* SELECTED EXTRACT
+-------+

Shoulder pain is very common, and accounts for thousands of appointments in general practice and hospitals each year in the UK. The most common reason for this pain is inflammation to the tissues just below the outside of the shoulder. Over the years, many different treatments have been tried to treat this pain. The most common treatments that we use currently are steroid injections combined with physiotherapy, or keyhole surgery.

Recently, there have been questions about whether using steroid injections is actually safe in the long term. There are concerns that they may affect tendons (the tissue that connect muscles to your bones) or contribute to the development of arthritis. At the same time, some research suggests that our operations may also not be as effective for shoulder pain as previously thought. As such, healthcare workers have to look for other safe and effective treatment options for this painful condition.

Laboratory studies have shown that painful shoulders often go together with poor tendon health and inflammation. This had led to recent improvements in injection treatments. These new injections aim to help tendons repair themselves and so reduce inflammation and pain. These are termed 'biologic' injections. Whilst the theory behind these injections is good, and they have been found to be safe, no one has conducted a trial to see if the treatments are more or less effective than steroid injections. We would like to perform a trial to compare one of these biologic-injection treatments against steroid injections. The injection we aim to test involves us taking a sample of the person s blood. We would then take out some of the most useful parts of the blood and inject it back into the shoulder to aid healing. The patient will then receive physiotherapy as normal, regardless of what injection they have. Before we can conduct a full large study, we need to do this smaller study to see how quickly we can recruit patients and whether the patients and doctors are happy with the how the trial works. In this trial we will recruit 50 patients. We will ask patients to join the trial who have already been referred to us for shoulder pain and are about to start normal treatment for this. If they decide to join the trial the only change in their treatment will be the difference in the type of injection they receive. If our study is successful we will then conduct a larger trial to see whether the new type of injection is better than steroids for shoulder pain. If this turns out to be the case then our trials could help large numbers of patients in the NHS with this painful condition.

+-------+

* ENTRIES SHOWN
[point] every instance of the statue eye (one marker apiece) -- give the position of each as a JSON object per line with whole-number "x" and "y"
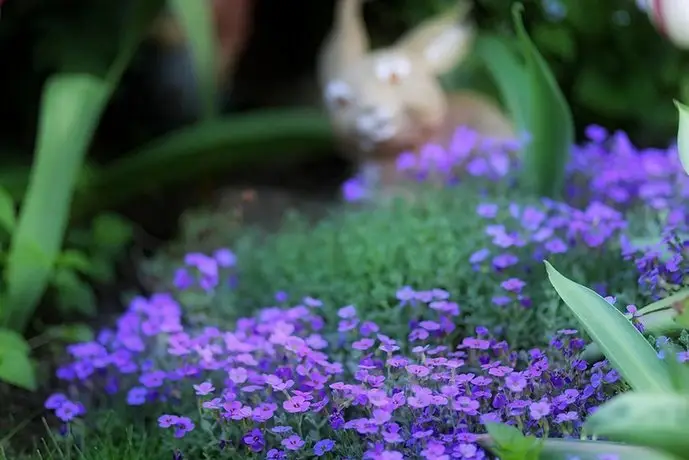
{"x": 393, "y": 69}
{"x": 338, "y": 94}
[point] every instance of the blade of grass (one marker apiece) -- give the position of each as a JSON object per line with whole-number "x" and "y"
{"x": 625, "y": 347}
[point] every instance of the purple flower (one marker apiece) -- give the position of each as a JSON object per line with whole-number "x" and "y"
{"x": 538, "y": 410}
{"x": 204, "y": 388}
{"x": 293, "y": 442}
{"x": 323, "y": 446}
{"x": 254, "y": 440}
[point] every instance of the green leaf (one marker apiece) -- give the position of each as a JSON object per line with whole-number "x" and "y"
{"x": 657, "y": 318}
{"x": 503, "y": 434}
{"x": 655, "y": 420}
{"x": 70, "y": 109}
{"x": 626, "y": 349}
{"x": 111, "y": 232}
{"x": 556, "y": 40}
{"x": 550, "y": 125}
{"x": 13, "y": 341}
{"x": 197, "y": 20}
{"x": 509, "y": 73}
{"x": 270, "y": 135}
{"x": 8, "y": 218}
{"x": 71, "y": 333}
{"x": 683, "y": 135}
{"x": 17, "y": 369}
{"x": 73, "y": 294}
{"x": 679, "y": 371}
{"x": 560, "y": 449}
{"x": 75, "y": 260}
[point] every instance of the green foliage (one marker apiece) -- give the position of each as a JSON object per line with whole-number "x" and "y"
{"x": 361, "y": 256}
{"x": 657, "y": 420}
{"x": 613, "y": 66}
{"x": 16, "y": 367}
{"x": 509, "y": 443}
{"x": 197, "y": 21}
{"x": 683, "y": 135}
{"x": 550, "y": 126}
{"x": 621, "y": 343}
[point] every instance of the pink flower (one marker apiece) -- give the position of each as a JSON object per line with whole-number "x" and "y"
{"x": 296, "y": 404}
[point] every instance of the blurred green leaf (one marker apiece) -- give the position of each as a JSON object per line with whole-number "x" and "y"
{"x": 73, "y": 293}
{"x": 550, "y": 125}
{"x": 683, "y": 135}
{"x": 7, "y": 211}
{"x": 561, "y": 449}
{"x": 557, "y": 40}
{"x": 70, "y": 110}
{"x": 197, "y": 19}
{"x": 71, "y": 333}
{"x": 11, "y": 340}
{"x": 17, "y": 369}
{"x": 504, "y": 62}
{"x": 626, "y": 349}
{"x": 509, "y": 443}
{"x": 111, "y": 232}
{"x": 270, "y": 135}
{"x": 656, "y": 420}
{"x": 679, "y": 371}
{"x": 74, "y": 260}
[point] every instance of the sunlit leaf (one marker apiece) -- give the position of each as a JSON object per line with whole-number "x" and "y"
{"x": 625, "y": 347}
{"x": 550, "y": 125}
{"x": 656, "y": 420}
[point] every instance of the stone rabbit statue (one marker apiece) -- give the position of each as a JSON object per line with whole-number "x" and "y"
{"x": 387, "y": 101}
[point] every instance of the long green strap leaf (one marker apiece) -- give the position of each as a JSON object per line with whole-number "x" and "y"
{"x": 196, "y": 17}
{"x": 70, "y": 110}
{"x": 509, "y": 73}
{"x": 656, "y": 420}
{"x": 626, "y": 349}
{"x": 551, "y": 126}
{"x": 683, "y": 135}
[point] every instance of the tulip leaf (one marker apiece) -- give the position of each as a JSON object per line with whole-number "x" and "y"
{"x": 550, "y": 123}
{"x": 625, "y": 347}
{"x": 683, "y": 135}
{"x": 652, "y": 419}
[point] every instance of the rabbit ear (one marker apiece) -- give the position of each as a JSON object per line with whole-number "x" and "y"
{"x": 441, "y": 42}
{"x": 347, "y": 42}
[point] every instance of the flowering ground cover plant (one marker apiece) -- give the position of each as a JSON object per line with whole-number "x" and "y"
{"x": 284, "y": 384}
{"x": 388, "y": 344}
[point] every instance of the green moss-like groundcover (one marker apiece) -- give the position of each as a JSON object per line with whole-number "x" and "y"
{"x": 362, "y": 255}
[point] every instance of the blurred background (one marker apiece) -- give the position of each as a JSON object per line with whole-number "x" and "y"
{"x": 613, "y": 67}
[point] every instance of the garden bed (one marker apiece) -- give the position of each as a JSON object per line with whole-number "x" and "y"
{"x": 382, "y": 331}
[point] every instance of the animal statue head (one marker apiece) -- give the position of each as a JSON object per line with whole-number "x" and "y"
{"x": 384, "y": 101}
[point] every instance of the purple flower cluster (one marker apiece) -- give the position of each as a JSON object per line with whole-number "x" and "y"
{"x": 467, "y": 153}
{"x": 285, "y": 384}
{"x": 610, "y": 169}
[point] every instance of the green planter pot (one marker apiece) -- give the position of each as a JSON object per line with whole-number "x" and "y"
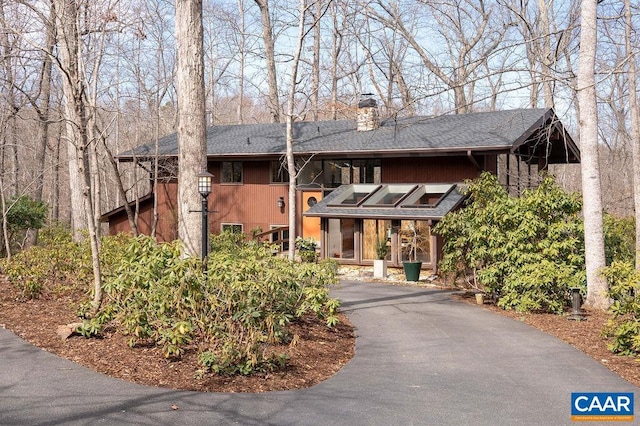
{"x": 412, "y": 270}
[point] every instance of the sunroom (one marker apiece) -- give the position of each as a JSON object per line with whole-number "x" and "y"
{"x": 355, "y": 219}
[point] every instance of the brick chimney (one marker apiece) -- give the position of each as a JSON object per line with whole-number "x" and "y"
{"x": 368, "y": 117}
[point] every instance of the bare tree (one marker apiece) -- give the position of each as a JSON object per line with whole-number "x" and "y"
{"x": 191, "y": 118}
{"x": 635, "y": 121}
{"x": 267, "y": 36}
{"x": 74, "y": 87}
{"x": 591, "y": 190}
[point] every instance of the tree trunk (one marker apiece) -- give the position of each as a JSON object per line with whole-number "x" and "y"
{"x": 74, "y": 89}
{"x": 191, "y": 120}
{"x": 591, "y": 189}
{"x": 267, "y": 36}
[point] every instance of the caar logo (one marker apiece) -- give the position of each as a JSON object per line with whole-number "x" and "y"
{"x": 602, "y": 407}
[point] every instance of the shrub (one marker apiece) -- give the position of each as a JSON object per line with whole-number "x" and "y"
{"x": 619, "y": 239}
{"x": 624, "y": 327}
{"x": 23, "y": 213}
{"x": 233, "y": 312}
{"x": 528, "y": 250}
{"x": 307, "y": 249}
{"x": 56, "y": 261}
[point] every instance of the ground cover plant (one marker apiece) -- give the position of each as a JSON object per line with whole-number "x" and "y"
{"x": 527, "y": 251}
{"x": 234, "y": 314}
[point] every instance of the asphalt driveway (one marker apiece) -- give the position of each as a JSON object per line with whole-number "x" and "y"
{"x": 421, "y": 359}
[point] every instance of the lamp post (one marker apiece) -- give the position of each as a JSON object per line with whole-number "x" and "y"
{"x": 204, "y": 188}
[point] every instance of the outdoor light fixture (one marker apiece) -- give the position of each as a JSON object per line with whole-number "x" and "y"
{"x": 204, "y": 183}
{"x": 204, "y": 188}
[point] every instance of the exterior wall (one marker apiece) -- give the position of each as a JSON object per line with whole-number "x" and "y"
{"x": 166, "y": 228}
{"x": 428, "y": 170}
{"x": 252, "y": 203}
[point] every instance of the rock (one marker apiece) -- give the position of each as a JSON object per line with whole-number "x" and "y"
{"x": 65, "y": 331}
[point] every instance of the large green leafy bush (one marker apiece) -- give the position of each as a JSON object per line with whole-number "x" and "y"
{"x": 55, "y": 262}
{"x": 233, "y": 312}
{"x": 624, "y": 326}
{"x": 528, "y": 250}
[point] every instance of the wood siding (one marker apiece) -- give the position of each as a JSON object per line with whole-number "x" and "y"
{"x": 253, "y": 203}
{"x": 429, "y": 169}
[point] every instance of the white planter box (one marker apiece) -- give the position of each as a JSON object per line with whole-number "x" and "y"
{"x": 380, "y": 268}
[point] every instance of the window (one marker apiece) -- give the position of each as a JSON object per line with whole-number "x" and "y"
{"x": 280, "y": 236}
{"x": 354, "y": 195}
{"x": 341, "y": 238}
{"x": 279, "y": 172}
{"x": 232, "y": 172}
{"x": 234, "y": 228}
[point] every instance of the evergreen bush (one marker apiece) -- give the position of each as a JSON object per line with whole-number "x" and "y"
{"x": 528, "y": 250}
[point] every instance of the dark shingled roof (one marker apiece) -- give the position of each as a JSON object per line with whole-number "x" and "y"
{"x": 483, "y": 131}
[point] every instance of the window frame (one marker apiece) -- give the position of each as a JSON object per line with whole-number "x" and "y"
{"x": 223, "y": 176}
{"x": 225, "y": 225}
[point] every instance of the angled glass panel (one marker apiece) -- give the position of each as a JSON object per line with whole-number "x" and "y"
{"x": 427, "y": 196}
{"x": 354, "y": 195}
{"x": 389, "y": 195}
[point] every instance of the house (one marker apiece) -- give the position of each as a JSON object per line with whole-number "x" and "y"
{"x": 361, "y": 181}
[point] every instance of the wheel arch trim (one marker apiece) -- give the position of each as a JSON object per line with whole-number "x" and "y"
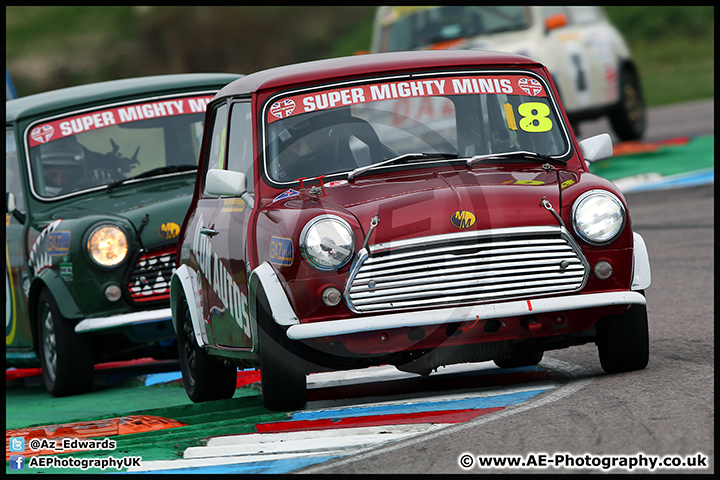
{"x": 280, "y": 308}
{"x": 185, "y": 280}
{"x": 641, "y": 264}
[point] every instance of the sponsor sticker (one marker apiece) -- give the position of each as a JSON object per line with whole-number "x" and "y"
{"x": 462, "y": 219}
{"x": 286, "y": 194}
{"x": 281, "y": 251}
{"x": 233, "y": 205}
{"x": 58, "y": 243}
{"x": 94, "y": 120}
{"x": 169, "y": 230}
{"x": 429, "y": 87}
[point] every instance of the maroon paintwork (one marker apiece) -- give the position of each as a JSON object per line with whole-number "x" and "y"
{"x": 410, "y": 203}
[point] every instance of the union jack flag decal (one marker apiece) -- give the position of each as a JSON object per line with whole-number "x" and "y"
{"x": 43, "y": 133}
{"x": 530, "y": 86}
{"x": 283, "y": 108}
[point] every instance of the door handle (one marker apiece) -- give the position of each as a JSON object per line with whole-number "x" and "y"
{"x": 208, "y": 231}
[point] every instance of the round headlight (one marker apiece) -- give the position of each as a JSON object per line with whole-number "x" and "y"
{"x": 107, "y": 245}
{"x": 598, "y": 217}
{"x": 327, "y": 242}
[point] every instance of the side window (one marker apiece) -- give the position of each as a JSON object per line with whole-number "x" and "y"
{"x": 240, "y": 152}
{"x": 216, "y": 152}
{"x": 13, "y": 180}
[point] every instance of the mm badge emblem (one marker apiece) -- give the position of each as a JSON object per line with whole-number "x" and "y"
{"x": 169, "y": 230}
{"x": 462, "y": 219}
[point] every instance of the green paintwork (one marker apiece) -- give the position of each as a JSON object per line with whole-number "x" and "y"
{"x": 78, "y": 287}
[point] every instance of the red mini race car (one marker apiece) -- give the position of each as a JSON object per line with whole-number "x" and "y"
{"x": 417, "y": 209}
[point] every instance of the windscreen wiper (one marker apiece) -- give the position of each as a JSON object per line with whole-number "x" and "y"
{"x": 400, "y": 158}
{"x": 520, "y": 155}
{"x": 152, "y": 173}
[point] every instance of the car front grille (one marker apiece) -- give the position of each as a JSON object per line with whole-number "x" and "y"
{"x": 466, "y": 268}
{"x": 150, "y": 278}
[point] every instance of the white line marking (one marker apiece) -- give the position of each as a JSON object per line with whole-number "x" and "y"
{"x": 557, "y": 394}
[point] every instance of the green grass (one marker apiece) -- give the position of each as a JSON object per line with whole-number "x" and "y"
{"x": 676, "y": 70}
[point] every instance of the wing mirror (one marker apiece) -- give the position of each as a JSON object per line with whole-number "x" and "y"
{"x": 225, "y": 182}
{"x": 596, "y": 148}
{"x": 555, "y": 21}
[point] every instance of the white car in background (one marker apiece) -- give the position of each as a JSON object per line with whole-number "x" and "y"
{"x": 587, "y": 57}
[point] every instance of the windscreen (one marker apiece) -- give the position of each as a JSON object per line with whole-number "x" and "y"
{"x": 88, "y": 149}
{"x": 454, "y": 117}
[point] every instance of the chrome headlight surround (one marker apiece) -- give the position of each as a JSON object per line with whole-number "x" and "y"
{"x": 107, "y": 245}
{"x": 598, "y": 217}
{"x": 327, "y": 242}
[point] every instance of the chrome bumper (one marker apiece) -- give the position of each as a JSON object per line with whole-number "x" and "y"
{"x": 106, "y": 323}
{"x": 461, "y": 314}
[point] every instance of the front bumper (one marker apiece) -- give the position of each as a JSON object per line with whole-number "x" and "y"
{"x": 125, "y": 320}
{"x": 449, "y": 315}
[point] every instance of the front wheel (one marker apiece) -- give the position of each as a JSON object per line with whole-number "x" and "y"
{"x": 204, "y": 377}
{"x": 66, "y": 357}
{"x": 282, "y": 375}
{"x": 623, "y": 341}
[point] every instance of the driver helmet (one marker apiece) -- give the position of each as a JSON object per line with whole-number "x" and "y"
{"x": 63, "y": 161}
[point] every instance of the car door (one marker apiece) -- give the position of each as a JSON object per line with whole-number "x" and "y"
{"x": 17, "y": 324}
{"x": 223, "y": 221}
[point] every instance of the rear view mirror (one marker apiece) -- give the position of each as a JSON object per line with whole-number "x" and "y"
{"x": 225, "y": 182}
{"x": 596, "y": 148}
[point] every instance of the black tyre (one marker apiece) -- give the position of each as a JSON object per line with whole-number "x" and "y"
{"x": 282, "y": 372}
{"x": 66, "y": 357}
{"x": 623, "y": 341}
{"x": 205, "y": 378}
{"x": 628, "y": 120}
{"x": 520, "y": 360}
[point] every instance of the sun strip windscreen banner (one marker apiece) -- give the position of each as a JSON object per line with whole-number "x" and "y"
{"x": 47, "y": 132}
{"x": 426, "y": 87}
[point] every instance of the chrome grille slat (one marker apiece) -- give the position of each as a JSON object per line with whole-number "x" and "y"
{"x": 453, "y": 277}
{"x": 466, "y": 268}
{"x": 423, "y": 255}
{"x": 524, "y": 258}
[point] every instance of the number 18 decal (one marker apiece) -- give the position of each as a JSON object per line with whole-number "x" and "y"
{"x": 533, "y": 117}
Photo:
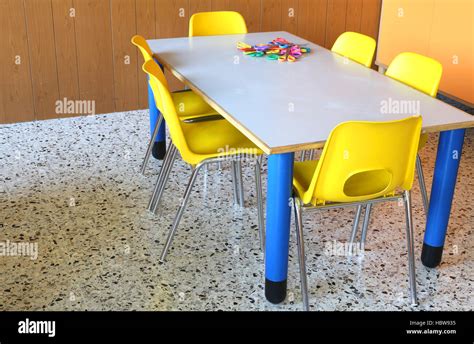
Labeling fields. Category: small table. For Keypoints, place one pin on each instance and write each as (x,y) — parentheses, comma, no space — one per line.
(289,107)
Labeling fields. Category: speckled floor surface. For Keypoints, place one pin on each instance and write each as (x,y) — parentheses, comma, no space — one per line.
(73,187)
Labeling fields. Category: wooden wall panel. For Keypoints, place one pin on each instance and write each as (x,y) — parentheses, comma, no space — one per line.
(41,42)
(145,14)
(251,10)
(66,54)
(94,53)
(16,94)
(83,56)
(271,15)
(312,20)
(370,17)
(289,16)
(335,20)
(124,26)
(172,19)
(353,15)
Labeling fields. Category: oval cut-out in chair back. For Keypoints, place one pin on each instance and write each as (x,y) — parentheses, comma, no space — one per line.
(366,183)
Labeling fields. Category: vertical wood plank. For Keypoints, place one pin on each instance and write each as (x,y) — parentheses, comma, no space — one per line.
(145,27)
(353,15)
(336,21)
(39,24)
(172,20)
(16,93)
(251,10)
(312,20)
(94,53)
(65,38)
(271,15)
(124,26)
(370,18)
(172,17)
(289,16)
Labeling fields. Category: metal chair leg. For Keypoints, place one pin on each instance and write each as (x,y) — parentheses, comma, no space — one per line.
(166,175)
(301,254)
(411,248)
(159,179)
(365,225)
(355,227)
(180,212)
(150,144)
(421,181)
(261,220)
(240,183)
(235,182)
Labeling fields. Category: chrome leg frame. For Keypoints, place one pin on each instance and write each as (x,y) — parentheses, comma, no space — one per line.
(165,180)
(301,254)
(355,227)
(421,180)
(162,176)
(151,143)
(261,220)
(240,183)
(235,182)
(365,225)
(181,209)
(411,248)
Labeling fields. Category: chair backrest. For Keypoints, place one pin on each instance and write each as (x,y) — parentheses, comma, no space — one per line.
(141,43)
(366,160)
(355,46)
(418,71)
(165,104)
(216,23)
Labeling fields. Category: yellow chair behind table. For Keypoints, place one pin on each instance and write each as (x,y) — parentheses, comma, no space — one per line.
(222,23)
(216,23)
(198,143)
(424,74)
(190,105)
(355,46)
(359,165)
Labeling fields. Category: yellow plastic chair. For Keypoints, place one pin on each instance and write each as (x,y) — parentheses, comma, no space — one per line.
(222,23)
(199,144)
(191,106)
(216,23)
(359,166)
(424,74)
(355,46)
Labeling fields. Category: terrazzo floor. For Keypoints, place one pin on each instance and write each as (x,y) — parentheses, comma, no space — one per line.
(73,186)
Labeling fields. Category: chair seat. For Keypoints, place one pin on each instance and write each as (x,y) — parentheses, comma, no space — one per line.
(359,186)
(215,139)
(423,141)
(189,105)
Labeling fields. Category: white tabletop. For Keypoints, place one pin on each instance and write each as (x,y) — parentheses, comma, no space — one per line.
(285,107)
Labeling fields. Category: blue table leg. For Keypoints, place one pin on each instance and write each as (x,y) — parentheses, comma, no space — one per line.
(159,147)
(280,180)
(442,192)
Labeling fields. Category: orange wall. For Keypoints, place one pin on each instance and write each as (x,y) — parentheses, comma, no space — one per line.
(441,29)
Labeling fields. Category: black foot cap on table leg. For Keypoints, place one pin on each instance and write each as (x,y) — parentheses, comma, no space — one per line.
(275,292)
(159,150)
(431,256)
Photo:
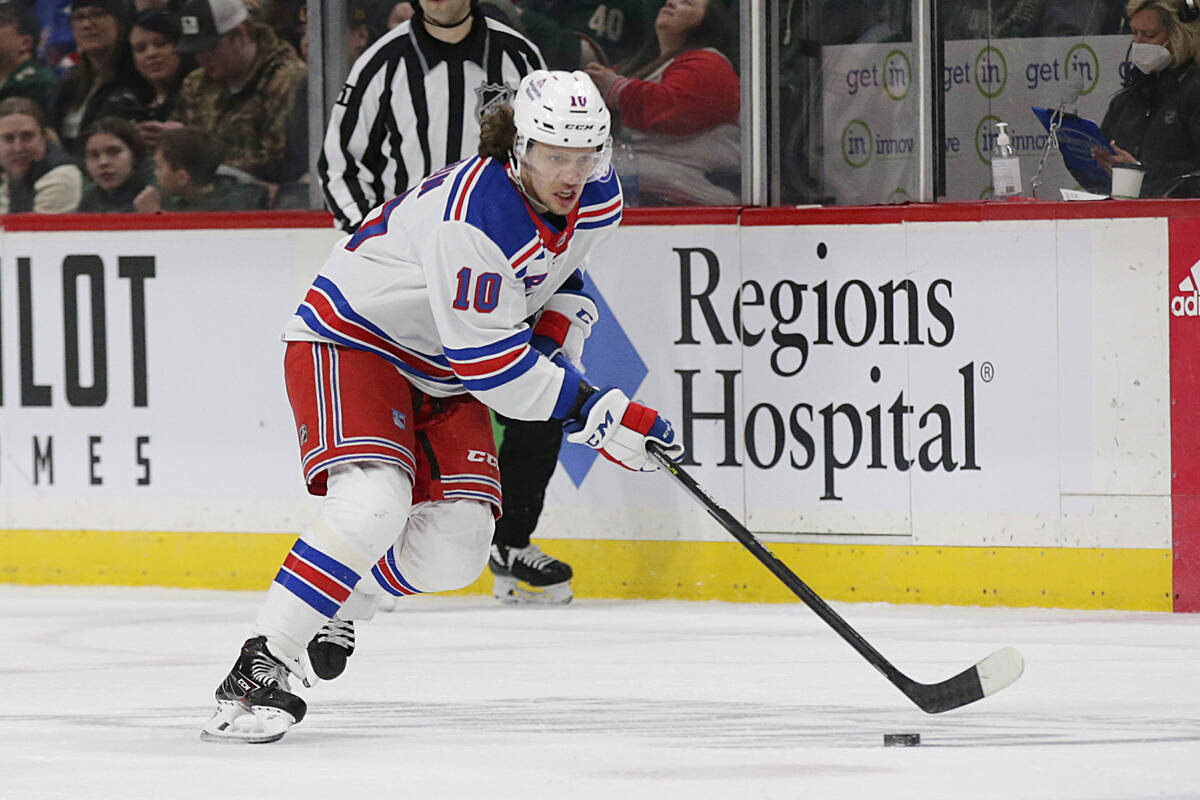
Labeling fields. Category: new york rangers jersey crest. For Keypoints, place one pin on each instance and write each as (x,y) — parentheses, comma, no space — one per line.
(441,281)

+-------+

* PROBLEMS TO WORK ON
1. In the shoulder pain passage, how many patients will the trial recruit?
2. From the shoulder pain passage, copy the portion that begins at the words "Recently, there have" and ends after the words "for this painful condition.".

* RESULTS
1. 50 patients.

2.
Recently, there have been questions about whether using steroid injections is actually safe in the long term. There are concerns that they may affect tendons (the tissue that connect muscles to your bones) or contribute to the development of arthritis. At the same time, some research suggests that our operations may also not be as effective for shoulder pain as previously thought. As such, healthcare workers have to look for other safe and effective treatment options for this painful condition.